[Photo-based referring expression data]
Content starts

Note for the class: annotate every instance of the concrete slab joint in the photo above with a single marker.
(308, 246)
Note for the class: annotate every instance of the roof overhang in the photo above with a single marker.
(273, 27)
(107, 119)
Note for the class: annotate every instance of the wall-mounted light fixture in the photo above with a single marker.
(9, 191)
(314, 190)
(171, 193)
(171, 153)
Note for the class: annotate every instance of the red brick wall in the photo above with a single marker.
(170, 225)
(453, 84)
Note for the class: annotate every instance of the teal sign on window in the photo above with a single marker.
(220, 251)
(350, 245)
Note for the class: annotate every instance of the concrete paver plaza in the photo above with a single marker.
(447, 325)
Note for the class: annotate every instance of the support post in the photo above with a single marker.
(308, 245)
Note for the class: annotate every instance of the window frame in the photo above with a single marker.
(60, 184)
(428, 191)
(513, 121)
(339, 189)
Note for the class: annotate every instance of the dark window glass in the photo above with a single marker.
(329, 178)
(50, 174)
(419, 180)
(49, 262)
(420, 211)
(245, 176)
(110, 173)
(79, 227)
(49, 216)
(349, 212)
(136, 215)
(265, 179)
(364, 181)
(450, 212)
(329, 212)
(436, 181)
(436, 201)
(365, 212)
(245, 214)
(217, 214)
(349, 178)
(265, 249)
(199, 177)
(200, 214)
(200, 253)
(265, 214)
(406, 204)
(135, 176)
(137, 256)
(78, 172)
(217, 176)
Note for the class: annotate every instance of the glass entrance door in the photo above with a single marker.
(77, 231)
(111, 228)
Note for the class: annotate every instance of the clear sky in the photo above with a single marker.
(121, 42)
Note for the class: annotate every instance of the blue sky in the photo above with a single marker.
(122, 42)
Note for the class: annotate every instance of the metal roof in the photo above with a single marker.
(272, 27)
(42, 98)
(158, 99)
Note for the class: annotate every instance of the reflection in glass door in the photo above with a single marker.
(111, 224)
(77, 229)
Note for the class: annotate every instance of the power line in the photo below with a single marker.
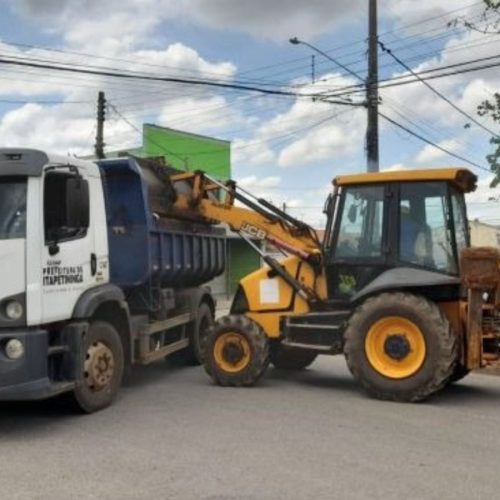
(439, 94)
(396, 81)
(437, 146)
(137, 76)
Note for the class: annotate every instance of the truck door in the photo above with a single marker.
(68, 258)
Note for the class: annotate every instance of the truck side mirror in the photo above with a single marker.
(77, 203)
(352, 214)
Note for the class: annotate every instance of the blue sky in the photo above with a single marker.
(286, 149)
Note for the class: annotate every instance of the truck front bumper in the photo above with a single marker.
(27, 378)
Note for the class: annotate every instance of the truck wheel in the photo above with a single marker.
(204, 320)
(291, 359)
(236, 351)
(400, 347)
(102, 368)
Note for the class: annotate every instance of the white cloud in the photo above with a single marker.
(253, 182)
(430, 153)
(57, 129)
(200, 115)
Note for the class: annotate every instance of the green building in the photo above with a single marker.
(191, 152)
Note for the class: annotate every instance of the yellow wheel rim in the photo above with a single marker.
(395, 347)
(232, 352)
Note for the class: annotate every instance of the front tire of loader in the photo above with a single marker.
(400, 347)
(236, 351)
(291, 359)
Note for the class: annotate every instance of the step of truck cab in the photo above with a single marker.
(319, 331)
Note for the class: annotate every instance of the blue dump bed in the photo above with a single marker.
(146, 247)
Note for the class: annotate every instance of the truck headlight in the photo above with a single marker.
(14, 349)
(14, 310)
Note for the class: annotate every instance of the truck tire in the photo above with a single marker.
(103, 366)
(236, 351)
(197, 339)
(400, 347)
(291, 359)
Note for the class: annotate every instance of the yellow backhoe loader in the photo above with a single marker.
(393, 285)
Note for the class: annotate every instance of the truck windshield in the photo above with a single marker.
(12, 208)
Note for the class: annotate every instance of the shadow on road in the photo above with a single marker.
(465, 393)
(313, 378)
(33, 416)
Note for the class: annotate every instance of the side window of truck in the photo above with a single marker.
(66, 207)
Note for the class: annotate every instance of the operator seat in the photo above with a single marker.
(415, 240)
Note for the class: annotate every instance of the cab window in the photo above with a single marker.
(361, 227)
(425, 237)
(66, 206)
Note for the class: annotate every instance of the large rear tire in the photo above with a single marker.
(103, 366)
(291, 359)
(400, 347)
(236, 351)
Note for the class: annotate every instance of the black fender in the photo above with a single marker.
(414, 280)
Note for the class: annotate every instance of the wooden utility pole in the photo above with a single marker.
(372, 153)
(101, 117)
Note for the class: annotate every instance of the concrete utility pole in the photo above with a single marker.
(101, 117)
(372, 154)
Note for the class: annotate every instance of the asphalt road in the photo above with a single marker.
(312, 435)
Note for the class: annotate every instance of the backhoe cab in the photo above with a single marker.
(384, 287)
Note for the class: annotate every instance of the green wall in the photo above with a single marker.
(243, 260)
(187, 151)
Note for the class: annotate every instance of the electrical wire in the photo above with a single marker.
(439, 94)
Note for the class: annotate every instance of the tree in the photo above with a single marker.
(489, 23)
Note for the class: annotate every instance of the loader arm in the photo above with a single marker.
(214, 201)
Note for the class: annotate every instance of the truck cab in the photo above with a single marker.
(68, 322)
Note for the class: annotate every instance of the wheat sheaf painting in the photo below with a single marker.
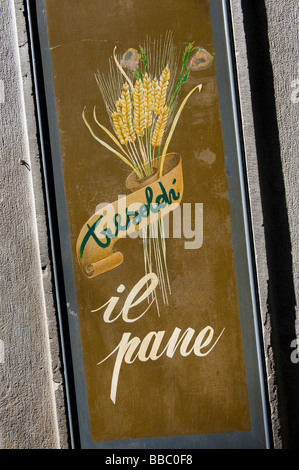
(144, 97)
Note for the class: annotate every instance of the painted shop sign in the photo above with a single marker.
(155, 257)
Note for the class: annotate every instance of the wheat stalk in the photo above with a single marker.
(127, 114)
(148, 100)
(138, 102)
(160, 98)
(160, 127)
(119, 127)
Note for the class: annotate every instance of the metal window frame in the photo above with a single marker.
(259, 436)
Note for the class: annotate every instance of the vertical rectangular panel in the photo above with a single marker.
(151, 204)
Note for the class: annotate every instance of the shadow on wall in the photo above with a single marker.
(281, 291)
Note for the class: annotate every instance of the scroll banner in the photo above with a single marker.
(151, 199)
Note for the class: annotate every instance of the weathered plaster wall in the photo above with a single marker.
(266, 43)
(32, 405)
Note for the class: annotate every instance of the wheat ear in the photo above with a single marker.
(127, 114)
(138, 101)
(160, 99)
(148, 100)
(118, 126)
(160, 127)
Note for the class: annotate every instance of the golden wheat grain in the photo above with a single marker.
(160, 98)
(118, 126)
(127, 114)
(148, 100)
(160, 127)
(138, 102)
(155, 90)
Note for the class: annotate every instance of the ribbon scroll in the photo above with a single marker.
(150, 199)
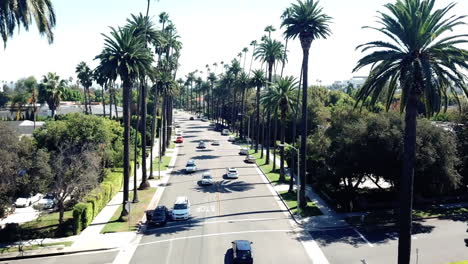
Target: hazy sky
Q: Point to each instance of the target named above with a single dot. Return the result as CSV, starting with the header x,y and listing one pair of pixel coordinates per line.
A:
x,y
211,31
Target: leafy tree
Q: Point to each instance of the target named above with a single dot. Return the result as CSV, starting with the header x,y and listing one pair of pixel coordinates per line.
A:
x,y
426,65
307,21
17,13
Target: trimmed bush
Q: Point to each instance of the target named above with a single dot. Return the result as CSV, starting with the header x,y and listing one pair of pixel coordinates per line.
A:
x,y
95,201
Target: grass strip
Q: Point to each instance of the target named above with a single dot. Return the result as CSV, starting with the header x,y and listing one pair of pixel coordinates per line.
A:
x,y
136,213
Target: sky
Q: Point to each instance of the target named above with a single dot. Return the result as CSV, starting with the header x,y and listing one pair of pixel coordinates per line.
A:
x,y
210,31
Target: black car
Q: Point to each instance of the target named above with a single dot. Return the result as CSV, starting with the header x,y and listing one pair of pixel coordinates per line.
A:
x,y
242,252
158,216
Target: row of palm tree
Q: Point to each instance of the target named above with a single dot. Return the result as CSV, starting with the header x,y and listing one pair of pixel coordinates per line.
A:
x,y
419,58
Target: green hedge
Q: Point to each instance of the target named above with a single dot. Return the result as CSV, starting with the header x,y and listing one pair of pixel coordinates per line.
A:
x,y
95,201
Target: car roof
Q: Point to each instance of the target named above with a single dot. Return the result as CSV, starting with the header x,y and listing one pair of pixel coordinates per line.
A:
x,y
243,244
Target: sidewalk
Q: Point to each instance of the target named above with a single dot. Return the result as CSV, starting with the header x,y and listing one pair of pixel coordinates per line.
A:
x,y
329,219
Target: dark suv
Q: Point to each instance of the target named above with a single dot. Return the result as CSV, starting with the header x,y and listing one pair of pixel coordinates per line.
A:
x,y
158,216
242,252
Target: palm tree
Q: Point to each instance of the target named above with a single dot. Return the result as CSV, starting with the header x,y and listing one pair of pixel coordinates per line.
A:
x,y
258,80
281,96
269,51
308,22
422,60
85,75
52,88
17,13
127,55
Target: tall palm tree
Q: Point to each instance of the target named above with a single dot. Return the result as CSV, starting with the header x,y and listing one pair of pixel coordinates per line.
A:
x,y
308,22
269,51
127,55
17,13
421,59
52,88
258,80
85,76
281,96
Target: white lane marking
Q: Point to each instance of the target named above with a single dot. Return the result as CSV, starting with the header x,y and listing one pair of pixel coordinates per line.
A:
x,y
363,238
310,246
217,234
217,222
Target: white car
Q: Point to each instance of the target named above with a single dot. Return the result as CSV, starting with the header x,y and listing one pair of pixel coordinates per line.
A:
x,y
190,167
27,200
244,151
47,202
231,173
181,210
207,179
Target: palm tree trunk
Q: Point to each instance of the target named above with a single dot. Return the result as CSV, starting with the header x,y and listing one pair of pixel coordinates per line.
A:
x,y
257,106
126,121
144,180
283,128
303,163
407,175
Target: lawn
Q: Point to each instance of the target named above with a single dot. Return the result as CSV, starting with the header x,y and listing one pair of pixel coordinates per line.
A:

Content ends

> **PROBLEM DESCRIPTION**:
From the entries above, show each line that includes the string "palm".

> **COMPLETED EXERCISE**:
Target: row of palm tree
Target: palm tree
Target: tall palm tree
Target: palm tree trunk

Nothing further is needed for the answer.